──────── Extracted entries ────────

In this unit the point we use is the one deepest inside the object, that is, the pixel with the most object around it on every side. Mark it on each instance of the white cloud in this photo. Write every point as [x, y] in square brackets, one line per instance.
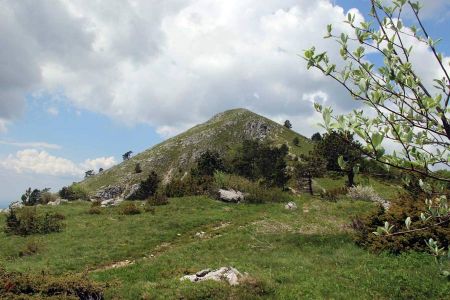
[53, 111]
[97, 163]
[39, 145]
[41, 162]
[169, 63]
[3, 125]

────────

* **Exercise details**: Lay out every line of the material above as a Markdown table with the columns Row and Line, skipping blank lines. Leave the pictures out of the table.

* **Response**:
| Row | Line |
|---|---|
| 1 | In this unit the point we use is the one deepest inside the object, that is, the pixel with the most object around it on every side. Mark it on each instance of the white cloud in this photo. Write every point as [x, y] in square brackets, one line per instance. |
| 2 | [53, 111] |
| 3 | [97, 163] |
| 4 | [39, 145] |
| 5 | [41, 162] |
| 6 | [169, 63] |
| 7 | [3, 125] |